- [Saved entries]
● ● ● ●

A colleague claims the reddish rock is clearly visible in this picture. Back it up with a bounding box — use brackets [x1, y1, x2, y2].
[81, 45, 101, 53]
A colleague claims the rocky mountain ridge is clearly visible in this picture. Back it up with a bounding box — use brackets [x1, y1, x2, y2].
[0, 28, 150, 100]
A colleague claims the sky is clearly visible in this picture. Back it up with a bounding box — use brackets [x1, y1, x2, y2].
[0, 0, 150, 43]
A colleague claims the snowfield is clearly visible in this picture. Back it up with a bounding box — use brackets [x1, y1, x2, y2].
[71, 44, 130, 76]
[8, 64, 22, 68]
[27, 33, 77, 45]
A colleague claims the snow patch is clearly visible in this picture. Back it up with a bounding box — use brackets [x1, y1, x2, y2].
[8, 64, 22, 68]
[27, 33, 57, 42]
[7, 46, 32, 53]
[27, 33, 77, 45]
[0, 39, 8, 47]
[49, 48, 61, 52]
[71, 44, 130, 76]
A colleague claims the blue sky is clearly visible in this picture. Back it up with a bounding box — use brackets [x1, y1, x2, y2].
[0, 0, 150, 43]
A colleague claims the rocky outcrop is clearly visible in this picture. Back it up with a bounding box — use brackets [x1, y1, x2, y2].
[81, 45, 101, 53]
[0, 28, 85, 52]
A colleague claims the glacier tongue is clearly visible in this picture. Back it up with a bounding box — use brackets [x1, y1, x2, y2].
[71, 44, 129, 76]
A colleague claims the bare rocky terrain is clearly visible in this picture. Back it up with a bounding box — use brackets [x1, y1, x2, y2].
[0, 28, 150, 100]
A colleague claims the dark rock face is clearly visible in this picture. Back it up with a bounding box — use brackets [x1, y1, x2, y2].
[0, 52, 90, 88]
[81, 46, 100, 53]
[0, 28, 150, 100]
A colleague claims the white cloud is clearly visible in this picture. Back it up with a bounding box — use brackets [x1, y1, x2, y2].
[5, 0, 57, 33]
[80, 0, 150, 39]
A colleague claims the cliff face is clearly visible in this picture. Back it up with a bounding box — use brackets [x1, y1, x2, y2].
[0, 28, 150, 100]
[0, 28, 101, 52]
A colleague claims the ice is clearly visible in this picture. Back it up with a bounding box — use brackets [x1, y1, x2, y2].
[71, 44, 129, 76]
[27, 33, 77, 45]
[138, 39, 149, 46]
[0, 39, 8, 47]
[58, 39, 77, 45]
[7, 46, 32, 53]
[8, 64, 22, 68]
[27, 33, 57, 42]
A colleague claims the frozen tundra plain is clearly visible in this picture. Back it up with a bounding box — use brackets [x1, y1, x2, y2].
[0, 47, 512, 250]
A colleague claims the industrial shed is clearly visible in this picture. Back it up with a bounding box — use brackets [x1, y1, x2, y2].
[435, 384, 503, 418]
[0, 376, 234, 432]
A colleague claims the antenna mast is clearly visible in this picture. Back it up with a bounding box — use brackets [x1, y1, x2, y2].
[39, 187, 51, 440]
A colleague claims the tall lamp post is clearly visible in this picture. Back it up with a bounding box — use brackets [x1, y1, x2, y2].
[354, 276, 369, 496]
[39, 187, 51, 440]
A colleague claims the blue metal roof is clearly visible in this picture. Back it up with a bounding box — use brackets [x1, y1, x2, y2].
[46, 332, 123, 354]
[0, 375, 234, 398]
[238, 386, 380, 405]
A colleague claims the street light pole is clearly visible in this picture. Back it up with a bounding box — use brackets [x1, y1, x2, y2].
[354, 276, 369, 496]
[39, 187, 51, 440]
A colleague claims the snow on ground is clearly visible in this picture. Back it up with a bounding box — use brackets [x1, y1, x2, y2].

● ● ● ●

- [The request] Repeat the rows starting at the line containing "A colleague claims the tall" and ending with the last row, keeping every line unchanged.

- [Right answer]
A colleague claims the tall lamp post is clearly visible in this picture. Back it up with a bounding box — use brackets [x1, y1, x2, y2].
[354, 276, 369, 496]
[39, 187, 51, 440]
A colleague claims the blue metal roof is clearly visible in this picture. Back it up with a bounding box — use brackets [x1, y1, x2, y2].
[46, 332, 123, 354]
[0, 375, 234, 398]
[238, 386, 380, 405]
A colleague claims the street light pole is clearly visible in this picture. Back it up with a bounding box — use brackets [x1, y1, x2, y2].
[354, 276, 369, 496]
[39, 187, 51, 440]
A colleague claims the snow on ground is clearly visible in this picture. Back it up with a bounding box — use brackets [x1, y1, x2, y2].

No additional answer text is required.